[SELECTED EXCERPT]
I felt I was receiving a lecture.. and I was not convinced.
I had come in for a BP reading and a blood test. The clinician told me that I was overweight––which I was––and at risk of heart disease or diabetes––which I was probably was. She told me to cut out various foods, and to change my diet and exercise. All this is grounded in good medical research. But it did not motivate me to change.
God bless her, this person was doing her best to help me. But my real barrier to being persuaded was that she gave me cognitive dissonance. This clinician did not model what she said. Quite apart from the crude Change or Die strategy, the problem was… well…she was clearly clinically obese and depressed.
What I am NOT saying…
Now, this is not a criticism of who she was as a person, but the person in the room did not match the message.
Nor am I saying a normal BMI should be mandatory of healthcare professionals. God knows, we need each and every one of them right now, and I’m thankful for them.
And I am not making a case about something as superficial as our physical appearance or weight. And I would not want to leave you thinking that I am that prejudiced against fat people! I myself was clinically obese for a number of years, as I was at that particular appointment…hence the lecture.
The Internal Journey
What you do speaks so loudly that I cannot hear what you say.Ralph Waldo Emerson
My point here is that when any of us seeks to influence others to action, then the job needs to start with ourselves.
We can have the right information, good methodology, superior research, but we are unlikely to influence those around us if we do not walk the talk.
Usually, when I have been presenting to a room of leaders, they are all invested on knowing how to lead their teams, their organisation, or their community better.
First, though, there needs to be an internal journey. Every leader needs to be authentic in leading themselves into that better future first.
[/SELECTED EXCERPT]
• REQUIRED ACTION:
Please extend the essay on leading by example, picking up after its final sentence. You won't need the items.
[DATA EXTRACTS]
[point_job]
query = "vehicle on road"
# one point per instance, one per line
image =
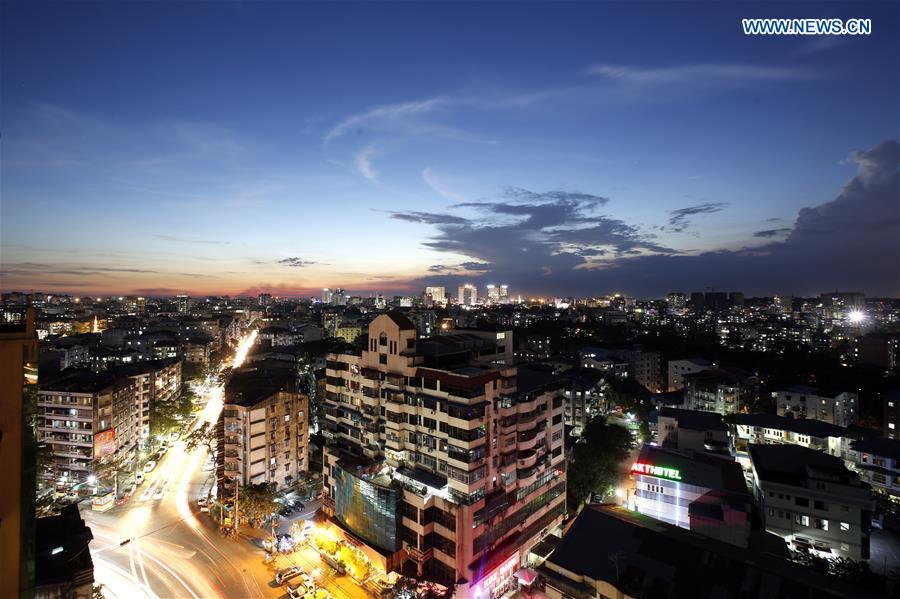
(288, 573)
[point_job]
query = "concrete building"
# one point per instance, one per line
(262, 432)
(679, 368)
(691, 430)
(801, 401)
(64, 568)
(467, 467)
(467, 295)
(85, 417)
(692, 490)
(769, 429)
(892, 414)
(18, 379)
(436, 295)
(716, 390)
(609, 552)
(812, 500)
(878, 463)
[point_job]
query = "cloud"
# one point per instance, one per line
(429, 218)
(772, 232)
(703, 73)
(179, 239)
(403, 115)
(680, 219)
(296, 262)
(528, 234)
(364, 163)
(437, 184)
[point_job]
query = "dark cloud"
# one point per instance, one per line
(680, 219)
(772, 232)
(429, 218)
(563, 246)
(296, 262)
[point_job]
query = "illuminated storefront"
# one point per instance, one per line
(500, 580)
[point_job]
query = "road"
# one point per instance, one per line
(165, 547)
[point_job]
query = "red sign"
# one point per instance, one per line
(104, 443)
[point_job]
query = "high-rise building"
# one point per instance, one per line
(437, 455)
(262, 432)
(498, 294)
(18, 378)
(183, 303)
(676, 303)
(436, 295)
(467, 295)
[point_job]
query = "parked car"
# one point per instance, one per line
(288, 573)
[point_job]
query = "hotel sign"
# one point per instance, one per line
(660, 471)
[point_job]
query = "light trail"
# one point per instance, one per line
(182, 577)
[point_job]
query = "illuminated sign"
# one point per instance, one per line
(104, 443)
(660, 471)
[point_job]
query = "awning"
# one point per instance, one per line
(526, 576)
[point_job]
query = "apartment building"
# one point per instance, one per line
(679, 368)
(262, 432)
(692, 430)
(716, 390)
(812, 500)
(437, 456)
(770, 429)
(85, 416)
(18, 379)
(878, 463)
(800, 401)
(156, 381)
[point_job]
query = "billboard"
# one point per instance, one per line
(104, 443)
(367, 509)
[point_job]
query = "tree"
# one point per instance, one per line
(595, 461)
(257, 502)
(204, 436)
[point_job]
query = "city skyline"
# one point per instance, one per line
(293, 150)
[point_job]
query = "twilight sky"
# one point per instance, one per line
(566, 148)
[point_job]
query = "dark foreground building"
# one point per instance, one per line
(63, 565)
(609, 552)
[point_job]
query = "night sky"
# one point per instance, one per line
(562, 149)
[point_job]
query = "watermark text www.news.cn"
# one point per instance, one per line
(807, 26)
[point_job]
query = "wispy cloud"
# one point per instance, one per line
(680, 219)
(364, 163)
(697, 73)
(435, 182)
(179, 239)
(296, 262)
(772, 233)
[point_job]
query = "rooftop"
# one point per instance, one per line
(647, 557)
(801, 426)
(695, 419)
(794, 465)
(698, 469)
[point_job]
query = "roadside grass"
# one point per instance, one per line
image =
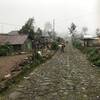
[/DATA EXTRACTS]
• EXPECTED OUTPUT:
The issue is often the person we bring into the room.
As adults, we have a highly-developed sense of discernment when engaging with other humans. What some call micro-tells, small pieces of evidence in the person before us, reveal whether they are a threat, or lying, or distressed. These micro-tells can be small eye movements, gestures, posture, as well as the pitch and tone of the voice.
When someone is trying to persuade us to change, to buy, to allow them to draw closer, they are communicating with us at a far deeper level than the content of what they say.
My worst moments
All my worst leadership moments were when I was over-stressed, hurried, depressed or angry. My most effective moments were when the future was the person I brought into the room in myself.
The uncomfortable truth for us is this: before we can lead others, we need to lead ourselves. Before we can expect our team to change, we must already be changing and show them in our own lives. Before the call, comes the example, the model in us.
Who is showing up?
It becomes vital, then, that we are self-aware enough to know whom we are bringing into the room. We need to become aware of the non-verbal messages we might be communicating. What is the best self we can bring to this engagement? And if we are too busy, stressed, driven or distressed, then maybe we need to postpone until we are ready.
Some will see this as an exercise in fakery.
We are not that stupid.
No, this is a call to personal authenticity.